### Reading text
S3 Staging URI and Directory

To run pipelines on an EMR cluster, Transformer must store files on Amazon S3.

Transformer stores libraries in the following location: <S3 staging URI>/<staging directory>.

The location must exist before you start the pipeline. You define the location using the following pipeline configuration properties on the Cluster tab:
  • Staging Directory
  • S3 Staging URI

When a pipeline runs on an existing cluster, you might configure pipelines to use the same S3 staging URI and staging directory. This allows EMR to reuse the common files stored in that location. Pipelines that run on different clusters can also use the same staging locations as long as the pipelines are started by the same Transformer instance. Pipelines started by different Transformer instances must use different staging locations.

When a pipeline runs on a provisioned cluster, using the same location is best practice, but not required.

### Tasks to complete
[1] Decide whether each statement agrees with the S3 staging text. Answer yes or no for each, and quote the words of the text that decide it.
(a) The staging location can be created after the pipeline has started.
(b) Pipelines started by different Transformer instances may share one staging location.
(c) For a pipeline on a provisioned cluster, using the same location is best practice but not required.
[2] Rewrite the paragraph of the S3 staging text that begins "When a pipeline runs on an existing cluster" as a short list, keeping its main facts.

### Record set
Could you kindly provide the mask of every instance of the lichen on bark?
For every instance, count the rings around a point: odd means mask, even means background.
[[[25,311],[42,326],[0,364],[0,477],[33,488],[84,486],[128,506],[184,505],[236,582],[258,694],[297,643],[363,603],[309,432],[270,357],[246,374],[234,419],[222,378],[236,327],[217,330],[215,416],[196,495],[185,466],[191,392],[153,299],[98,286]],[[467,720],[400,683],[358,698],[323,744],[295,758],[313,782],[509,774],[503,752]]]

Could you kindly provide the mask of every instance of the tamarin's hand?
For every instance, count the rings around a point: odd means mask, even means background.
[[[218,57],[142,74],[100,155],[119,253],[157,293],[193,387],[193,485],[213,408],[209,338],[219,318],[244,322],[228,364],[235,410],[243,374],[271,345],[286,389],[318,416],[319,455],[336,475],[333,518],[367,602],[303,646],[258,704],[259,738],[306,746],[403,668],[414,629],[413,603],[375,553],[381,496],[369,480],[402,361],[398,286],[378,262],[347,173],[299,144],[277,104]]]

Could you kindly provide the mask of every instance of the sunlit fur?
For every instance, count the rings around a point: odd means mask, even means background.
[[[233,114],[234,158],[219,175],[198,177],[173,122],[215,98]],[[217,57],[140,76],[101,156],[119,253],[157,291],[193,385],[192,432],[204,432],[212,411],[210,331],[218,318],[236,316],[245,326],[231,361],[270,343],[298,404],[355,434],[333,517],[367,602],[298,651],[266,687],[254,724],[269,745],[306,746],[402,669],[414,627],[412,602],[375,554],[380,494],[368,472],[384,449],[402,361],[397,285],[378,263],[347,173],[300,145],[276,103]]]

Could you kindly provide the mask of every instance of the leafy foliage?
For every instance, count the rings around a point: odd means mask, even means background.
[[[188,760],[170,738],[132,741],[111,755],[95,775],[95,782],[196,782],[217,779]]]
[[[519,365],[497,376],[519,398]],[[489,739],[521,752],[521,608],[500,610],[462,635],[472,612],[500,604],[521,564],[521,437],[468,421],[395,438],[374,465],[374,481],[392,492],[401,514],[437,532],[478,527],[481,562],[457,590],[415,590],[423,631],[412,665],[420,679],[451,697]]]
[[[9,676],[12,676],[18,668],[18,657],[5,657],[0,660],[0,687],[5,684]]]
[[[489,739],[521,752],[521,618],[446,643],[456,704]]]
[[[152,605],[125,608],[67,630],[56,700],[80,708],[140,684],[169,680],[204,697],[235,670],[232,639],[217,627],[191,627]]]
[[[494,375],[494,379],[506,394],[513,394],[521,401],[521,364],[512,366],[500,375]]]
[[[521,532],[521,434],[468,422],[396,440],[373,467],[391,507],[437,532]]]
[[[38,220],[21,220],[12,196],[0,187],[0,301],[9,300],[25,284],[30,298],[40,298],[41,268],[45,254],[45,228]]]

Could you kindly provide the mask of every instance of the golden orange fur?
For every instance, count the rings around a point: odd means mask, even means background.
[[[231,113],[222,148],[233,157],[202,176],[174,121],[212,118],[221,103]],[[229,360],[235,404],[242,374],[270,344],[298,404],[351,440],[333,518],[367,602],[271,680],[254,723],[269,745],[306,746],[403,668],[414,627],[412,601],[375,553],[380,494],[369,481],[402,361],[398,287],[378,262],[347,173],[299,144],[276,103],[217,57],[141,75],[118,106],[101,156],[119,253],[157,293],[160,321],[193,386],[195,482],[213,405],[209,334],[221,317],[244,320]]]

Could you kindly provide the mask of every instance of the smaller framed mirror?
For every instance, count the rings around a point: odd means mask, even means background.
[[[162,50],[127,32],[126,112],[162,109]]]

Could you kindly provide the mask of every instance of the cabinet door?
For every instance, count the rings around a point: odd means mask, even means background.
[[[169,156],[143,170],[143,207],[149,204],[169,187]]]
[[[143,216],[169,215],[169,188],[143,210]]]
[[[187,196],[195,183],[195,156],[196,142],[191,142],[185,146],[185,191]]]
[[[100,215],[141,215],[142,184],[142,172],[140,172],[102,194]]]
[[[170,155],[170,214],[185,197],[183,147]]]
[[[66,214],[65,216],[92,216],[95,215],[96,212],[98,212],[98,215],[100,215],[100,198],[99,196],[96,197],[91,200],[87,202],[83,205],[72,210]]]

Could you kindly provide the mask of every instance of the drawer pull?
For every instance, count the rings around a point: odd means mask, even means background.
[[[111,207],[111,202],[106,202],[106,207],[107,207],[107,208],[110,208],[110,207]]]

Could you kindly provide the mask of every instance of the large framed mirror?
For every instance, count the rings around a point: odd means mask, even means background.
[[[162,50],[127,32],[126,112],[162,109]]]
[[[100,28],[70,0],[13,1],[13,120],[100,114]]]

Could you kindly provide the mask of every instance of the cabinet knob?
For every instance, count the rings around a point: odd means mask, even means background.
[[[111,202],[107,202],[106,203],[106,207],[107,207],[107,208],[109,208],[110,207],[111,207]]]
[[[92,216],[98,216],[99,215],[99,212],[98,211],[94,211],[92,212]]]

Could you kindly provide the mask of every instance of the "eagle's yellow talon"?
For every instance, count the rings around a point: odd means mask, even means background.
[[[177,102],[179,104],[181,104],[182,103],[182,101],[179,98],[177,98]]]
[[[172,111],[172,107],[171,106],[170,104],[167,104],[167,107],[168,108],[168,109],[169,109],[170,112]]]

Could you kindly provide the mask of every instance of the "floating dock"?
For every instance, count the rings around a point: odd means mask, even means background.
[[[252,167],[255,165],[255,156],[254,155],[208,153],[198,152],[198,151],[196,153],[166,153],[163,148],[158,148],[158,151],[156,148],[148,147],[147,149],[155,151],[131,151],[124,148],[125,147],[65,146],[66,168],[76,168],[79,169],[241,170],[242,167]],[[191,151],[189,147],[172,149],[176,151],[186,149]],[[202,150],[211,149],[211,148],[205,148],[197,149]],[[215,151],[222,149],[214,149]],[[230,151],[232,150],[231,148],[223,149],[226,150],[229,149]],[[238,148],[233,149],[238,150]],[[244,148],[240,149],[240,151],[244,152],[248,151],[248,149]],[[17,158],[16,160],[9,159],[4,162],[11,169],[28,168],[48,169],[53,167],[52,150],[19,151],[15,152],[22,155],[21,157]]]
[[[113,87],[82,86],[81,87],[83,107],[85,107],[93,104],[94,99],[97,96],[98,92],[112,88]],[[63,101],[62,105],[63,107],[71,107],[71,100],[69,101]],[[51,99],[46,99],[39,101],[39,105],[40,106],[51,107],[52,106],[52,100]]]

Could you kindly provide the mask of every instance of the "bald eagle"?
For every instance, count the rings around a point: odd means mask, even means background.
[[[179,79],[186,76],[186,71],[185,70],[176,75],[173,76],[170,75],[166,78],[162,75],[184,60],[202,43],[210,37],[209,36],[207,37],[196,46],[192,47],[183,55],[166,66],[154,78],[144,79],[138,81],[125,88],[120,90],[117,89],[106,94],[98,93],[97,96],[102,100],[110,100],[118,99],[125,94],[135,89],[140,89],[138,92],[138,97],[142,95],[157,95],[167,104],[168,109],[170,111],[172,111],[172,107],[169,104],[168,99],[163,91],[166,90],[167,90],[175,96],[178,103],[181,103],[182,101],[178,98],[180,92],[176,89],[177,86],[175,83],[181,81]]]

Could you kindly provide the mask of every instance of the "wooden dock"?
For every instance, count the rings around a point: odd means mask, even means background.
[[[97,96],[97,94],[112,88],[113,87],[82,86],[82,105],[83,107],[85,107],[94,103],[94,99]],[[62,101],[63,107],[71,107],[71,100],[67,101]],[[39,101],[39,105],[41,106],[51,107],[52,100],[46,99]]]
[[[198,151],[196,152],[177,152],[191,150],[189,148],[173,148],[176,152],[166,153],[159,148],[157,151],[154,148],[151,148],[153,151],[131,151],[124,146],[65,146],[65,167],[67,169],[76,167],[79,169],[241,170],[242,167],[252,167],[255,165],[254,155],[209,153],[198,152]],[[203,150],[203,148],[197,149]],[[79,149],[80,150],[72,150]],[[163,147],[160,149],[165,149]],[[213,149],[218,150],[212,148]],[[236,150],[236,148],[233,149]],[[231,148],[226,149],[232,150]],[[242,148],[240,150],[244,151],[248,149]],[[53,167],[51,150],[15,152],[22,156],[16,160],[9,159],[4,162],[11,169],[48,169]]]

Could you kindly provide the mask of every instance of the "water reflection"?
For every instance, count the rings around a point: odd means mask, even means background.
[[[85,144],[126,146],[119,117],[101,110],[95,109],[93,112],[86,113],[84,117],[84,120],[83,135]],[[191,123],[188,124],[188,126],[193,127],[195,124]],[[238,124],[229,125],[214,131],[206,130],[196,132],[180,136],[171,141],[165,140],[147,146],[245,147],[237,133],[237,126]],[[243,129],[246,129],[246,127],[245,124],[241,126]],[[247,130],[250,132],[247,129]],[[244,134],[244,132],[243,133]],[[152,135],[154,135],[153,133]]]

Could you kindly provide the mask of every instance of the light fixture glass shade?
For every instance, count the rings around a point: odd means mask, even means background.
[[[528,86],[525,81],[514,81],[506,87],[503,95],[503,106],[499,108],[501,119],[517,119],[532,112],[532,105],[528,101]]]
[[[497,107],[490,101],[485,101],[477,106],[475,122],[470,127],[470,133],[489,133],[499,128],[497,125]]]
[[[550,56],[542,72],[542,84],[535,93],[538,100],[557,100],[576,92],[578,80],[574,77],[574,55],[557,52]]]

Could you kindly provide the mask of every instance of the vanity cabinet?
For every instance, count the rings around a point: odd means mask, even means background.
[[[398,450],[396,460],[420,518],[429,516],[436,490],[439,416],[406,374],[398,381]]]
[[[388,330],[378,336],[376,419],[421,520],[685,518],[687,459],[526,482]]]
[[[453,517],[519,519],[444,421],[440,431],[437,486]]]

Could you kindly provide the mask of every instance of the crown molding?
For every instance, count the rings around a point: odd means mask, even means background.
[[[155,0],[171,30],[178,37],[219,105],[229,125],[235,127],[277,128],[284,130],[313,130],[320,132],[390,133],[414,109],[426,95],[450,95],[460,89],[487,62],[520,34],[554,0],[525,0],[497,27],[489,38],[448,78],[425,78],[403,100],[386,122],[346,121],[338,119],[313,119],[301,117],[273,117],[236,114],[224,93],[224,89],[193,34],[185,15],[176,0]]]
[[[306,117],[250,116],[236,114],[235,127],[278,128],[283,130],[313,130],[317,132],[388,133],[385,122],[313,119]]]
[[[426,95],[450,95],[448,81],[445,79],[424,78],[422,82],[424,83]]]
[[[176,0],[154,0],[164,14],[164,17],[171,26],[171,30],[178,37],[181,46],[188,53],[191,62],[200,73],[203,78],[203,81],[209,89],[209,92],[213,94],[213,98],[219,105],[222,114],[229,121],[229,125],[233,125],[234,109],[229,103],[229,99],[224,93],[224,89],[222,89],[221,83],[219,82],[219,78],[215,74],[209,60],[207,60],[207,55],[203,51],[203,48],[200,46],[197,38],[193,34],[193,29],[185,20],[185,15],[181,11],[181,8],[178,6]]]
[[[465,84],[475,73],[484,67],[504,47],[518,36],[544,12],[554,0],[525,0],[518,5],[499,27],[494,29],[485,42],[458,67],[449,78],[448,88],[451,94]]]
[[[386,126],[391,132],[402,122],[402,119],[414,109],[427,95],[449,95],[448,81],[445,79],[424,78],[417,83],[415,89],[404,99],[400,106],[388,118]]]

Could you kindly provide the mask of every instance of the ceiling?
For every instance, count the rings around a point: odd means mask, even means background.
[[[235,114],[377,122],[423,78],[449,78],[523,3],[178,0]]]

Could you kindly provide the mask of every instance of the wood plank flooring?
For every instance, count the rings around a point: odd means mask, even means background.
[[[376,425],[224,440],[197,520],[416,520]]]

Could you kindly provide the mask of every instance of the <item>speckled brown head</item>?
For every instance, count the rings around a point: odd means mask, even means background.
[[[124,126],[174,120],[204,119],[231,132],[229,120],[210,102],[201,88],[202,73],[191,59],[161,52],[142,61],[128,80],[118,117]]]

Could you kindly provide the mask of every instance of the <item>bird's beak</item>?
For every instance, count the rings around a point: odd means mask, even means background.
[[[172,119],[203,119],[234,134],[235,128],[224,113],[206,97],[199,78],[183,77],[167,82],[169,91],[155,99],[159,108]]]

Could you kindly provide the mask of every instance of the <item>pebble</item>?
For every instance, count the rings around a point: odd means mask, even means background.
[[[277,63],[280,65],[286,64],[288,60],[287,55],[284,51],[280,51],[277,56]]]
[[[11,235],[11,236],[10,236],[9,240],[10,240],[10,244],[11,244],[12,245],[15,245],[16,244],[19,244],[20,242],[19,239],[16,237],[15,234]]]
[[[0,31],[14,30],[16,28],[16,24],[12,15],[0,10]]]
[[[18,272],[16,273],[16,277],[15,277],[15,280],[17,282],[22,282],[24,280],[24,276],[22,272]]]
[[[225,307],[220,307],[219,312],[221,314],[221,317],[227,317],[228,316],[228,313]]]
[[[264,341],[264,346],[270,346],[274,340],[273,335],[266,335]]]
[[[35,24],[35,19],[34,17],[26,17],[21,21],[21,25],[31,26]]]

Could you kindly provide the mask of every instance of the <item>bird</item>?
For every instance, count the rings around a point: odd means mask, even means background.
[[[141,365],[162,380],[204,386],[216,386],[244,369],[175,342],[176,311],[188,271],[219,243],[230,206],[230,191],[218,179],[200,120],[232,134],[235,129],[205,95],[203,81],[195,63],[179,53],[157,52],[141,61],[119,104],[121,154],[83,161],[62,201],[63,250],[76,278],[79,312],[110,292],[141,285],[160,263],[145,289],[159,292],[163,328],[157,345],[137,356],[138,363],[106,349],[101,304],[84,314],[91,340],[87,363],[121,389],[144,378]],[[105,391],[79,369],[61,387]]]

### Expected responses
[1]
(a) No: "The location must exist before you start the pipeline."
(b) No: "Pipelines started by different Transformer instances must use different staging locations."
(c) Yes: "When a pipeline runs on a provisioned cluster, using the same location is best practice, but not required."

[2]
- Pipelines that run on an existing cluster may be configured to use the same S3 staging URI and staging directory.
- Sharing the location lets EMR reuse the common files stored there.
- Pipelines on different clusters can also share staging locations if the same Transformer instance starts them.
- Pipelines started by different Transformer instances must use different staging locations.